Collect every line of the rows below that contains the string "white", copying each one in full.
══════════
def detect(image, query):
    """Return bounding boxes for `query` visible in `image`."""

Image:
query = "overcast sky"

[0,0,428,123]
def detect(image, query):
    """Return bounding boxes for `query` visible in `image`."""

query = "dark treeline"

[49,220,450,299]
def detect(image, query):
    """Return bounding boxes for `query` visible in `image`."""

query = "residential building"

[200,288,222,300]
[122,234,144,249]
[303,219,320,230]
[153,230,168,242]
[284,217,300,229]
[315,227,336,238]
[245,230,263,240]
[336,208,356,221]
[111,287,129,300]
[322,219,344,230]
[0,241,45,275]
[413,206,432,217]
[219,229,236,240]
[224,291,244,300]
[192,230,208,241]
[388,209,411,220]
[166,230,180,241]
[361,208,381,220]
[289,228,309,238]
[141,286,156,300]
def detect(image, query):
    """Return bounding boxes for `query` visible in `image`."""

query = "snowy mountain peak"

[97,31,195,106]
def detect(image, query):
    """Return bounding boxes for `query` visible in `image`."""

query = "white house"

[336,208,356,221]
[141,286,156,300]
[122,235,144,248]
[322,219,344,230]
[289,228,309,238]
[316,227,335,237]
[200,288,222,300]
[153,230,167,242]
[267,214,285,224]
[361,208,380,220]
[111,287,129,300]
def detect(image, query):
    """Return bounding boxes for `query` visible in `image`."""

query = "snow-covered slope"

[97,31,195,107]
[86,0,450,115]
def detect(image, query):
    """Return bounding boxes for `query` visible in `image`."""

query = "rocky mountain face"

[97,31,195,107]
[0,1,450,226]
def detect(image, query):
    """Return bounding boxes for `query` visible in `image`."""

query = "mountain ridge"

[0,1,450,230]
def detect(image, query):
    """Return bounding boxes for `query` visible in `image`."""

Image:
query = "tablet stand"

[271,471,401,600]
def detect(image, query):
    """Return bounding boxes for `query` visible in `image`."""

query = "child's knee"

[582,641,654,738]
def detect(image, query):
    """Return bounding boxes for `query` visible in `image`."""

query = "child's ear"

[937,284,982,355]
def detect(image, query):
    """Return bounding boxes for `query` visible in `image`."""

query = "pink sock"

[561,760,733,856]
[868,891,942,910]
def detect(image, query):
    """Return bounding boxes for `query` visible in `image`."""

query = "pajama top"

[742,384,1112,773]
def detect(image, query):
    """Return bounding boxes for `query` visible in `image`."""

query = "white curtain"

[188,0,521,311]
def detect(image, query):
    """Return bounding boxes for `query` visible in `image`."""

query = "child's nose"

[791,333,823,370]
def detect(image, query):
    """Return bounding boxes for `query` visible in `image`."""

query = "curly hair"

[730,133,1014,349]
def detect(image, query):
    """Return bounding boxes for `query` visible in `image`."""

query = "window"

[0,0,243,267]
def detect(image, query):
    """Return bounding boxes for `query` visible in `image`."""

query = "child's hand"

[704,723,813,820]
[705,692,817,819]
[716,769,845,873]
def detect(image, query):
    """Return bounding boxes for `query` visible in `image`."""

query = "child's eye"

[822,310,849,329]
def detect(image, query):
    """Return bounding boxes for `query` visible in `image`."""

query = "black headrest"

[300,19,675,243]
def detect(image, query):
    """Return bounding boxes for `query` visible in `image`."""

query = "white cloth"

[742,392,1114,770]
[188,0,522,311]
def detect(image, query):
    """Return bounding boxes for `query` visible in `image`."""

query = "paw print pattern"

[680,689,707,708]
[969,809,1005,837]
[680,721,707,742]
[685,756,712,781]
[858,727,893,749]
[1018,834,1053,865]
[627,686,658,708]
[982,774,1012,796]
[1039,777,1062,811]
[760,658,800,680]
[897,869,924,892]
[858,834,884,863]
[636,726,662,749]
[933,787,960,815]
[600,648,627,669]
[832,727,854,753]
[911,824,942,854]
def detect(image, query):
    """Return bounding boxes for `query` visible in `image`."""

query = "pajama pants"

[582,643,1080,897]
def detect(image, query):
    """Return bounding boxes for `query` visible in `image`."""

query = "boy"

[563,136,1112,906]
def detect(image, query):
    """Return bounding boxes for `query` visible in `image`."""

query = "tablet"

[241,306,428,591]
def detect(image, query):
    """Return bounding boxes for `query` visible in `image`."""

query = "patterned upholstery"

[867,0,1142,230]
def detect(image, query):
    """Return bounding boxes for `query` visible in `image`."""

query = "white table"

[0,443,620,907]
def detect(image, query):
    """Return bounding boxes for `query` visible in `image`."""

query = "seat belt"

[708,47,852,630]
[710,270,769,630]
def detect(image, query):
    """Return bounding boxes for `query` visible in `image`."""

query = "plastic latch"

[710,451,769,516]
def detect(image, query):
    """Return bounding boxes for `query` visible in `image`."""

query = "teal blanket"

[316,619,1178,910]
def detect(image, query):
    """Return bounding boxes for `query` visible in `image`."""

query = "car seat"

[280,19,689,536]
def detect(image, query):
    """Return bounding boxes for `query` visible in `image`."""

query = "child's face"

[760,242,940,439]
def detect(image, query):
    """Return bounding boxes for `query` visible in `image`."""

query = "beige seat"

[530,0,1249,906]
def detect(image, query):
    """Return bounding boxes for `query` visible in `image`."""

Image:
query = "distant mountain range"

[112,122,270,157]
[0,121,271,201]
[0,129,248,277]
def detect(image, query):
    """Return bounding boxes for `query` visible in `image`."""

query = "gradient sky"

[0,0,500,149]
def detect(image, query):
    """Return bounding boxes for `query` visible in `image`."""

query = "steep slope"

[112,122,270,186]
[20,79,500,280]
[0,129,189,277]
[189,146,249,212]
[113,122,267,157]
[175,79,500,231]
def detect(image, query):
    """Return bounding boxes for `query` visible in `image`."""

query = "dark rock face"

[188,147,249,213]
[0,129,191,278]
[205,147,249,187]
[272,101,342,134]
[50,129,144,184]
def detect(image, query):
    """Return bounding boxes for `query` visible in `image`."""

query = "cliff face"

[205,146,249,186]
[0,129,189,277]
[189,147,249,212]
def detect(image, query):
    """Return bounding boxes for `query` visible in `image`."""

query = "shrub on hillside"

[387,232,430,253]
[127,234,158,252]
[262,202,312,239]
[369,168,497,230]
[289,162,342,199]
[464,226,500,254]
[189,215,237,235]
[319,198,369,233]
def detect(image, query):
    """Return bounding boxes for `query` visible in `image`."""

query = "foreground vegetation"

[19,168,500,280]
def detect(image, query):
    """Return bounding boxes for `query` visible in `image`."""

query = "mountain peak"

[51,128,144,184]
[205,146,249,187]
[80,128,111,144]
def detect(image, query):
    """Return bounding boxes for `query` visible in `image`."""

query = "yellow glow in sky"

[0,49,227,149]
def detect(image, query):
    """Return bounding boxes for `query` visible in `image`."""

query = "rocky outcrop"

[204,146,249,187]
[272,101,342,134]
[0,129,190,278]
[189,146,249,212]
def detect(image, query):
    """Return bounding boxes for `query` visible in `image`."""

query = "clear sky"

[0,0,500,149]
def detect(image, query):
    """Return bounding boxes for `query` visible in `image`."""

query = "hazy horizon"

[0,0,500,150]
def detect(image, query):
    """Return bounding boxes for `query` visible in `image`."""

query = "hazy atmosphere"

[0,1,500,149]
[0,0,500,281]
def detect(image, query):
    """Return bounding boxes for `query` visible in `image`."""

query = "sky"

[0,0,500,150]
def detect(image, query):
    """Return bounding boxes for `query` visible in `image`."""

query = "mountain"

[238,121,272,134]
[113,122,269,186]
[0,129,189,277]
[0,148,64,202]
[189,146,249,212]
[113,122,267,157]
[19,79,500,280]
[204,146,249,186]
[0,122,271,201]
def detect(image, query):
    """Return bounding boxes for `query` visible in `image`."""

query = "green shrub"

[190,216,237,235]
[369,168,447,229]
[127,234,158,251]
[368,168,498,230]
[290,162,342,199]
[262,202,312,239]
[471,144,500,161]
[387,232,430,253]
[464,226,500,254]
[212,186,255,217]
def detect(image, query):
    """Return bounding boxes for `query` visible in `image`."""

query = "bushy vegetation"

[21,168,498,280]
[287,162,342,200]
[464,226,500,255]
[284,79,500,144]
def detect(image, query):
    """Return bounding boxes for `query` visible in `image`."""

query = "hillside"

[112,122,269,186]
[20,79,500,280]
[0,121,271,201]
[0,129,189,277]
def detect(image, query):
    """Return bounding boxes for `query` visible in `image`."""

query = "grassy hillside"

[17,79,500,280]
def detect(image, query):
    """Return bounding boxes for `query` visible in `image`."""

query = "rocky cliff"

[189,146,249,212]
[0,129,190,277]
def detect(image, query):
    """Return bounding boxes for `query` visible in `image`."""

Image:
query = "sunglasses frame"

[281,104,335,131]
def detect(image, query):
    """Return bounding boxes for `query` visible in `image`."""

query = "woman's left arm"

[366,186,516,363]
══════════
▶ EXERCISE RESULT
query = "white house"
query = "white curtain"
query = "white cloth"
query = "white table"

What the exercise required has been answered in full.